### Given problem
Copy every line from the rows below that contains the word "team", matching its case exactly.

━━━━━━━━━━━━━━━━━━━━━━━━━━━━━━

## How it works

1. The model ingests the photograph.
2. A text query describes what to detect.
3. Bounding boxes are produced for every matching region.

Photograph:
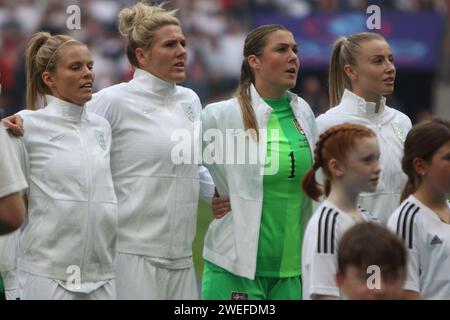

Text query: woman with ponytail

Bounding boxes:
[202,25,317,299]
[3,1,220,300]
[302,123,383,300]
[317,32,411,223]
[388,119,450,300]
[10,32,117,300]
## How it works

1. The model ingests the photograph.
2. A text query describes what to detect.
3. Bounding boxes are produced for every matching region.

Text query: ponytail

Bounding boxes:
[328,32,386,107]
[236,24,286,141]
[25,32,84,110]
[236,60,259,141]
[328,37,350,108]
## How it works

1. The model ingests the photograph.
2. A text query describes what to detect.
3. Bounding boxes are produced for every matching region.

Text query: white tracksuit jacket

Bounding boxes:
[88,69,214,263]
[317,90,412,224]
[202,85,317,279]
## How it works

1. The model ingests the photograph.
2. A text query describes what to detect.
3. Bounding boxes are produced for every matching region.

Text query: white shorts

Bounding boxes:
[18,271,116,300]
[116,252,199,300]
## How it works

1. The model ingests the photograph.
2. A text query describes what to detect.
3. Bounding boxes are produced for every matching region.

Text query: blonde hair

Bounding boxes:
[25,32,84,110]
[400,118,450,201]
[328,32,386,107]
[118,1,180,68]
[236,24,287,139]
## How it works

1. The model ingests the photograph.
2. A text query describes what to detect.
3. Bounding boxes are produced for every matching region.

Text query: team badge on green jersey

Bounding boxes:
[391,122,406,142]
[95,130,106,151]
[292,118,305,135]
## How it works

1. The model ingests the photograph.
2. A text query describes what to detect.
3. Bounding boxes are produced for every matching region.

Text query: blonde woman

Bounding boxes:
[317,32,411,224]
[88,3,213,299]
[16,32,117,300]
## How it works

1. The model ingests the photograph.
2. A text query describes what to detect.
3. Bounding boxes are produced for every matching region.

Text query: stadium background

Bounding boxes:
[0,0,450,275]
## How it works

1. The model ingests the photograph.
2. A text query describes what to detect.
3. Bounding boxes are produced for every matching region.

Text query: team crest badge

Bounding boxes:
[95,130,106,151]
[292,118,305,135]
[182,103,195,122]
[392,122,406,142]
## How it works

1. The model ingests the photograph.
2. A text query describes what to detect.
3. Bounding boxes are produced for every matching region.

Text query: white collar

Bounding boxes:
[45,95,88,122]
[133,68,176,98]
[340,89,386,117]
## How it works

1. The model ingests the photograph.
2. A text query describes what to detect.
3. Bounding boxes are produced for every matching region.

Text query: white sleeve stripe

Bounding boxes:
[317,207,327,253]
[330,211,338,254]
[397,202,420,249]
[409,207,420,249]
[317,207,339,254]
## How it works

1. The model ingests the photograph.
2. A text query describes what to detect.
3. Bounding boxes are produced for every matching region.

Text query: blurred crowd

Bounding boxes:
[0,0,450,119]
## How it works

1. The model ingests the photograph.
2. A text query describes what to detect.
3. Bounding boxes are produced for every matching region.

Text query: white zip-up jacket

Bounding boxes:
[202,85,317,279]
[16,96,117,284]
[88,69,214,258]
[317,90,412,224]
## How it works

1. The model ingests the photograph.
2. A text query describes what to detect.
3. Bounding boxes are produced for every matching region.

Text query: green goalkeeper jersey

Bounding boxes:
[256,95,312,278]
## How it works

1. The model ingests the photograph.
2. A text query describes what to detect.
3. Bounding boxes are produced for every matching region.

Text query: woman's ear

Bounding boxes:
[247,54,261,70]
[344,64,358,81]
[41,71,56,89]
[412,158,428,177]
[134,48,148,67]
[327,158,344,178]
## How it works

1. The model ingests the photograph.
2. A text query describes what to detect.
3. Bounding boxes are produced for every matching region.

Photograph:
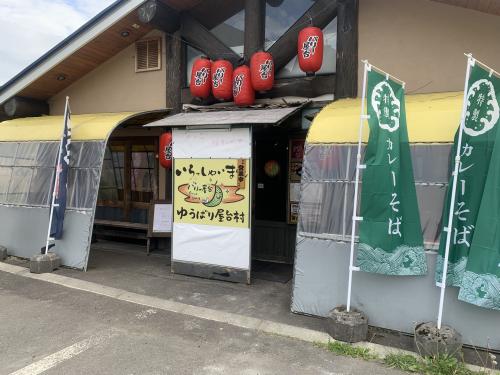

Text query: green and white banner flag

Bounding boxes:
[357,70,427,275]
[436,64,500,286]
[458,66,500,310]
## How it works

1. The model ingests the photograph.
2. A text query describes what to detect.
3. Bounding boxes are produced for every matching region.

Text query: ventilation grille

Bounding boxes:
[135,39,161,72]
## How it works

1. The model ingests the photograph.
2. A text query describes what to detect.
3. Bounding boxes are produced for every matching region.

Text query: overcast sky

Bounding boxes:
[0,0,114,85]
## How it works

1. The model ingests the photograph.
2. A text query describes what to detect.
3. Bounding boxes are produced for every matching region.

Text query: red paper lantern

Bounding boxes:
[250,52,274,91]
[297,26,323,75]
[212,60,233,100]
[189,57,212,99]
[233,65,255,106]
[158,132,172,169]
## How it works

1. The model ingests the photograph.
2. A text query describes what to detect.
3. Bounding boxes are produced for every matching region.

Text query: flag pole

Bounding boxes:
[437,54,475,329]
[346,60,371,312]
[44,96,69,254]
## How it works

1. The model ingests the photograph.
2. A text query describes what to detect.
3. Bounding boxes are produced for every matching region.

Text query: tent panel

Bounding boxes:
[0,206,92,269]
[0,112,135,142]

━━━━━━━━━━━━━━━━━━━━━━━━━━━━━━

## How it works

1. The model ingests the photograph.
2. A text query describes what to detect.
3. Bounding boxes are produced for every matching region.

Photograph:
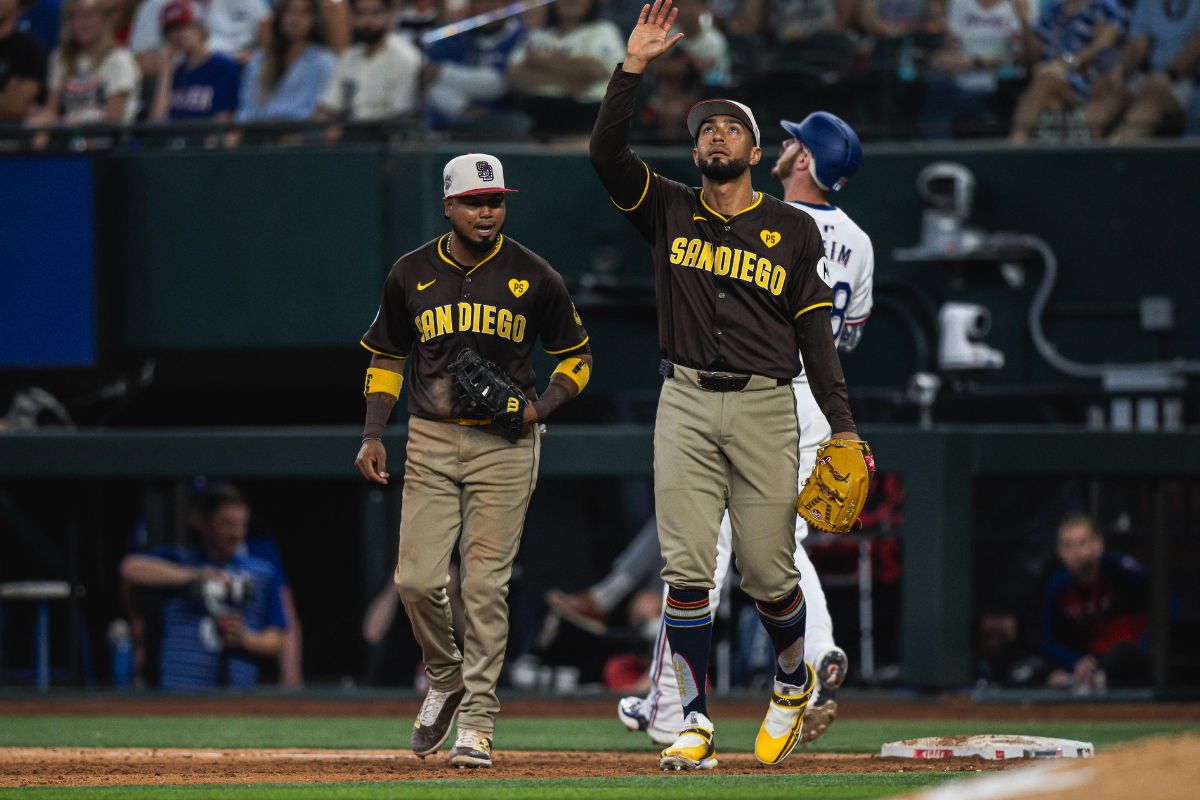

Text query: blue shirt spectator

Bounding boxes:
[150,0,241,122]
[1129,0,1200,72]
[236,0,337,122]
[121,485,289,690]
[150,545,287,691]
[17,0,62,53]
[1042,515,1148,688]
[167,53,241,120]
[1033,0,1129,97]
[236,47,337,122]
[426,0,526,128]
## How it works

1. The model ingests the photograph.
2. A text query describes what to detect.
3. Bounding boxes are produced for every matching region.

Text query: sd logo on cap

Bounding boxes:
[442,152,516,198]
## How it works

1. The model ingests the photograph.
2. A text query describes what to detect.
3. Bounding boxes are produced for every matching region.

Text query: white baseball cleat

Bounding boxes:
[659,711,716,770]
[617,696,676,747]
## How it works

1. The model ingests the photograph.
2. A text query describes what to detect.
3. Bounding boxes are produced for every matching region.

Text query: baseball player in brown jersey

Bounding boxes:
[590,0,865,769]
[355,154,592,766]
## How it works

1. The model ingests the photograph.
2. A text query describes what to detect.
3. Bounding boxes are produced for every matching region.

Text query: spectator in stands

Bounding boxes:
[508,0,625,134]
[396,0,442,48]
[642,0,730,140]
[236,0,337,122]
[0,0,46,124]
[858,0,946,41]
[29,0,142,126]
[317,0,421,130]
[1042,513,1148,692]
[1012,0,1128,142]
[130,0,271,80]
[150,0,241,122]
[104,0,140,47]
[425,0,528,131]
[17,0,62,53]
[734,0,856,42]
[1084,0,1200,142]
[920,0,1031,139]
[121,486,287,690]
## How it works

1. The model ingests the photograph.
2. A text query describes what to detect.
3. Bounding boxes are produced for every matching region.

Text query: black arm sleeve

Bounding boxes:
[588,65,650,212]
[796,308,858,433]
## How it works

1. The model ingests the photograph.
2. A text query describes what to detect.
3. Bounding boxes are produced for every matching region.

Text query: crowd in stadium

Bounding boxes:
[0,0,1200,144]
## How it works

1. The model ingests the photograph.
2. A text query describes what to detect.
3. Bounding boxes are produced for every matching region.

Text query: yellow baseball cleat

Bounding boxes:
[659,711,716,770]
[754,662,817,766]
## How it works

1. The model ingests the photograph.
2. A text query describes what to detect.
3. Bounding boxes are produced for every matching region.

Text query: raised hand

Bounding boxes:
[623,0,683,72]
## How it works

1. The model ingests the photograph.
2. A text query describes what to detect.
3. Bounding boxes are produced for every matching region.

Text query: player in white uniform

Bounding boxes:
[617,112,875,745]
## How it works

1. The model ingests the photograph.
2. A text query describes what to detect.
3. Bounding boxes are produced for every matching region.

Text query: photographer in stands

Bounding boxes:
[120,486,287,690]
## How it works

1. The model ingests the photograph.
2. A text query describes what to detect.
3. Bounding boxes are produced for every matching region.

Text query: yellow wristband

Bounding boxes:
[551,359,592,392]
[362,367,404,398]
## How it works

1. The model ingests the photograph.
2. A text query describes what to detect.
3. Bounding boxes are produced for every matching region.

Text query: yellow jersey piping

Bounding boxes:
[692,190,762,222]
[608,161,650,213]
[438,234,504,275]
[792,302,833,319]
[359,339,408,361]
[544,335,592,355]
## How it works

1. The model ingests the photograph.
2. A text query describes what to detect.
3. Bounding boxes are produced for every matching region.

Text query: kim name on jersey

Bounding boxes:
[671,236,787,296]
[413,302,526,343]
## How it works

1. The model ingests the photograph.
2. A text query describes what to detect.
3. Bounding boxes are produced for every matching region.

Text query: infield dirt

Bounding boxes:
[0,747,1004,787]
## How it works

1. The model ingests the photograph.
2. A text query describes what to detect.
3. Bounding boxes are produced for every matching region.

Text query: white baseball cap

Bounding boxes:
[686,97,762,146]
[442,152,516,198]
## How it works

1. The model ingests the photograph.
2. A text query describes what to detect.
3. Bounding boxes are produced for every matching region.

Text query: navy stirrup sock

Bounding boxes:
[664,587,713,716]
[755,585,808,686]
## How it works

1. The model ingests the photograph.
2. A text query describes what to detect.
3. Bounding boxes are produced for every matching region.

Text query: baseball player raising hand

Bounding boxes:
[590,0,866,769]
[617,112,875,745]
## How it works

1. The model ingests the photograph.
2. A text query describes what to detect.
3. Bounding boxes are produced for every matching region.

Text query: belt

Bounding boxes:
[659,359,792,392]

━━━━━━━━━━━━━━━━━━━━━━━━━━━━━━

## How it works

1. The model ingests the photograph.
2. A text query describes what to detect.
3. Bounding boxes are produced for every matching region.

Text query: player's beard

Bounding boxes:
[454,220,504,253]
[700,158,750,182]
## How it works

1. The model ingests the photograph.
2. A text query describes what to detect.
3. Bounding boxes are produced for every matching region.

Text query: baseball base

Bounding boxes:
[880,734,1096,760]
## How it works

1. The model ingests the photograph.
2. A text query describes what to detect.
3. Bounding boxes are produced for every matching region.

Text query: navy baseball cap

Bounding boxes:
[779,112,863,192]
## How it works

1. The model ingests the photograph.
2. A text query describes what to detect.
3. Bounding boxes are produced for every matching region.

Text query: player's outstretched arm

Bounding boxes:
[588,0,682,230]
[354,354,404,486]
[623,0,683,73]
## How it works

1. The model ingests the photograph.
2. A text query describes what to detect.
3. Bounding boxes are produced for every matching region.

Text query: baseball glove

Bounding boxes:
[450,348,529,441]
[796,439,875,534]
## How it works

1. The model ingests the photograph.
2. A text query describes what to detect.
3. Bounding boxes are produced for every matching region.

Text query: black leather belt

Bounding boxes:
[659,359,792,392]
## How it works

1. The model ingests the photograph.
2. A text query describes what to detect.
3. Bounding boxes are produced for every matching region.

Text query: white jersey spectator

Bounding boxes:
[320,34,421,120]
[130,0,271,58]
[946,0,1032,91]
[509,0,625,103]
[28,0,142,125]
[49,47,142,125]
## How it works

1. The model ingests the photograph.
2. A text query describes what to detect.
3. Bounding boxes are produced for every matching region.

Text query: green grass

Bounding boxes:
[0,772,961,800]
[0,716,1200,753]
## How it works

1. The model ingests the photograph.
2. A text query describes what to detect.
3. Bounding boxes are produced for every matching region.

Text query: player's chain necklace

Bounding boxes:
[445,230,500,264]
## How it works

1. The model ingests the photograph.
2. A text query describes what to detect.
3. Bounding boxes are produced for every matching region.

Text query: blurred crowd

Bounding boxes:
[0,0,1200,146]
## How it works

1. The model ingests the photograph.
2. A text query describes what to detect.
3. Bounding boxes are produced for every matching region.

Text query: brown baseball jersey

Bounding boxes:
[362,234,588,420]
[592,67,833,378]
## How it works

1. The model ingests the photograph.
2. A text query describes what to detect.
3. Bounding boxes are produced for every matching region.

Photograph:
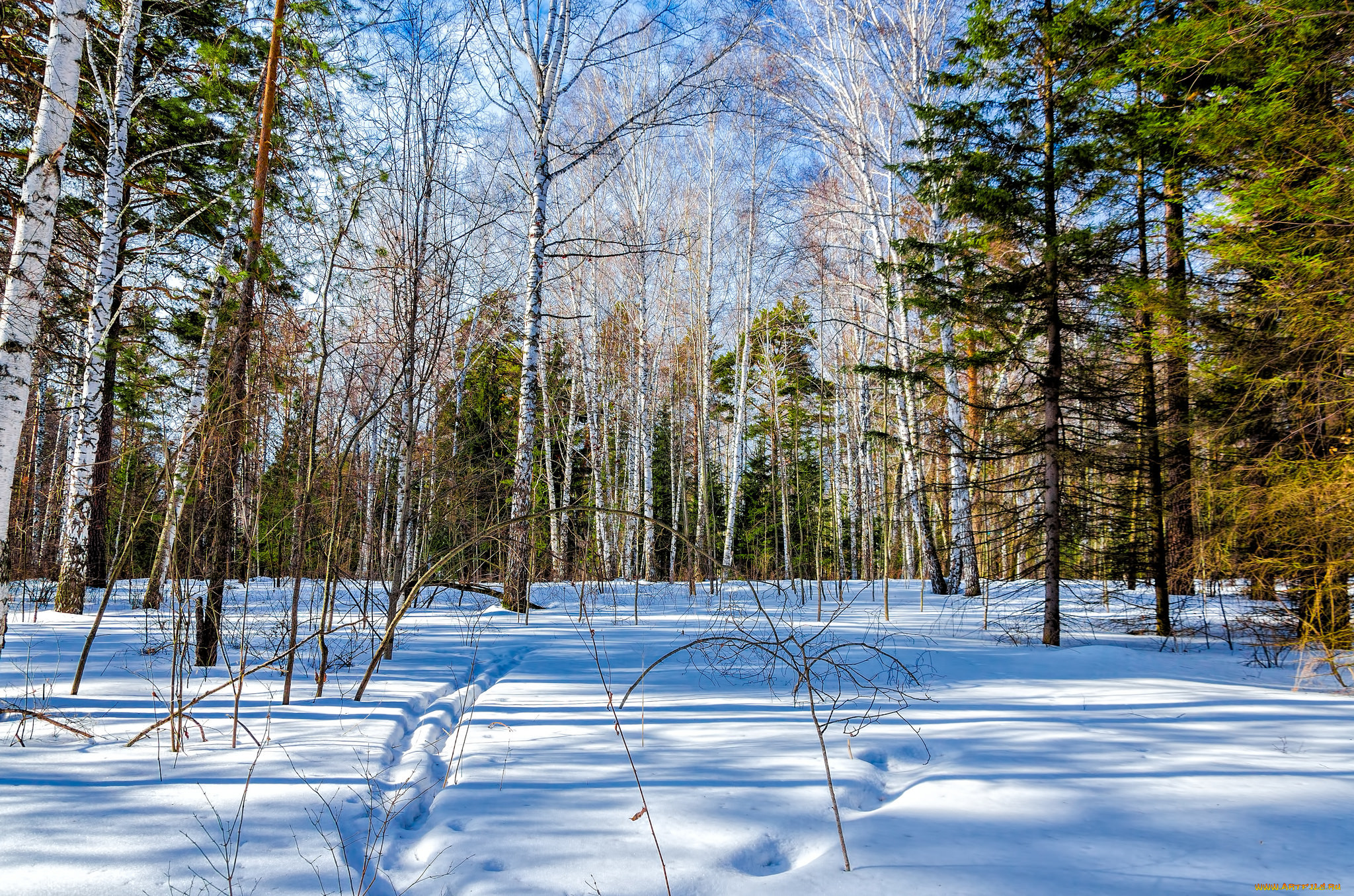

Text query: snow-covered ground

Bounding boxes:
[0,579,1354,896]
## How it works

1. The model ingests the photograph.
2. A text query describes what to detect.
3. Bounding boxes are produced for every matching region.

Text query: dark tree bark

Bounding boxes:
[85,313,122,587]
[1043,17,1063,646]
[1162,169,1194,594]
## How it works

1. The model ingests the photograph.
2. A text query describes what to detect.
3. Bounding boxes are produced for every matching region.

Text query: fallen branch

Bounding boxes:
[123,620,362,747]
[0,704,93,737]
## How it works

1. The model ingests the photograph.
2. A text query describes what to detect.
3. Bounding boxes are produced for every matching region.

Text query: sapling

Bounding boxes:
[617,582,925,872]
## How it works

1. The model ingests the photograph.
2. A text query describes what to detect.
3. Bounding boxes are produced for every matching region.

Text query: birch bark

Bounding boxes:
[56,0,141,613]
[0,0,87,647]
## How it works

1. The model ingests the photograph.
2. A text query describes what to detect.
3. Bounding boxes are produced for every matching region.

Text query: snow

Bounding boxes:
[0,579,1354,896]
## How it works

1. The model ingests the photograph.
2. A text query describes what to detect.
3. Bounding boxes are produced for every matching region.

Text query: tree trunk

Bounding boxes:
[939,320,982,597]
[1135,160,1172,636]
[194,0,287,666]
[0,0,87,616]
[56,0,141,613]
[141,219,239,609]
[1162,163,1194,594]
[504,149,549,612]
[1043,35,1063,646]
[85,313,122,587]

━━━━━━━━━━━━━━━━━━━━━━━━━━━━━━

### Exercise solution
Text query: team badge on green jersey
Text query: team crest badge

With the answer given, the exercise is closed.